# DOCUMENT SECTION
Molecular bases for sensitivity to acetyl-coenzyme A carboxylase inhibitors in black-grass

Abstract

In grasses, residues homologous to residues Ile-1,781 and Ile-2,041 in the carboxyl-transferase (CT) domain of the chloroplastic acetyl-coenzyme A (CoA) carboxylase (ACCase) from the grass weed black-grass (Alopecurus myosuroides [Huds.]) are critical determinants for sensitivity to two classes of ACCase inhibitors, aryloxyphenoxypropionates (APPs) and cyclohexanediones. Using natural mutants of black-grass, we demonstrated through a molecular, biological, and biochemical approach that residues Trp-2,027, Asp-2,078, and Gly-2,096 are also involved in sensitivity to ACCase inhibitors. In addition, residues Trp-2,027 and Asp-2,078 are very likely involved in CT activity. Using three-dimensional modeling, we found that the side chains of the five residues are adjacent, located at the surface of the inside of the cavity of the CT active site, in the vicinity of the binding site for APPs. Residues 1,781 and 2,078 are involved in sensitivity to both APPs and cyclohexanediones, whereas residues 2,027, 2,041, and 2,096 are involved in sensitivity to APPs only. This suggests that the binding sites for these two classes of compounds are overlapping, although distinct. Comparison of three-dimensional models for black-grass wild-type and mutant CTs and for CTs from organisms with contrasted sensitivity to ACCase inhibitors suggested that inhibitors fitting into the cavity of the CT active site of the chloroplastic ACCase from grasses to reach their active sites may be tight. The three-dimensional shape of this cavity is thus likely of high importance for the efficacy of ACCase inhibitors.

Figure 1.

Inhibition of ACCase activity of wild-type (population 00-017; ♦), Cys-2,027 (population Cys-2,027-F1; ▴), Gly-2,078 (population Gly-2,078-F1; •), and Ala-2,096 (population Ala-2,096-F1; ▪) ACCase alleles by clethodim and cycloxydim (CHDs) and by fenoxaprop, diclofop, clodinafop, and haloxyfop (APPs). Averages of two independent experiments are shown with error bars. ACCase activity is expressed as a percentage of ACCase activity without inhibitor for each allele.

# RECORDED INFORMATION
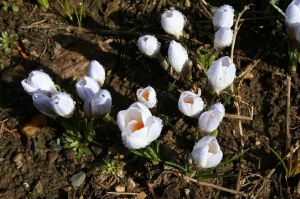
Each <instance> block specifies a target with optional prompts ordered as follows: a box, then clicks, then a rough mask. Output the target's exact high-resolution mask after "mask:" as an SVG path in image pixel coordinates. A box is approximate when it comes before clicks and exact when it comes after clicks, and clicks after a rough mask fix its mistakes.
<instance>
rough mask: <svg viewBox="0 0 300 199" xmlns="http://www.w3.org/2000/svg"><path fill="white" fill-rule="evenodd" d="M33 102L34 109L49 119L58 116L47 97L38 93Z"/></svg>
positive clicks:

# INSTRUCTIONS FOR THE TASK
Copy the section of the black-grass ACCase text from "Inhibition of ACCase" through "for each allele.", substituting "Means" for "Averages".

# PROBLEM SOLUTION
Inhibition of ACCase activity of wild-type (population 00-017; ♦), Cys-2,027 (population Cys-2,027-F1; ▴), Gly-2,078 (population Gly-2,078-F1; •), and Ala-2,096 (population Ala-2,096-F1; ▪) ACCase alleles by clethodim and cycloxydim (CHDs) and by fenoxaprop, diclofop, clodinafop, and haloxyfop (APPs). Means of two independent experiments are shown with error bars. ACCase activity is expressed as a percentage of ACCase activity without inhibitor for each allele.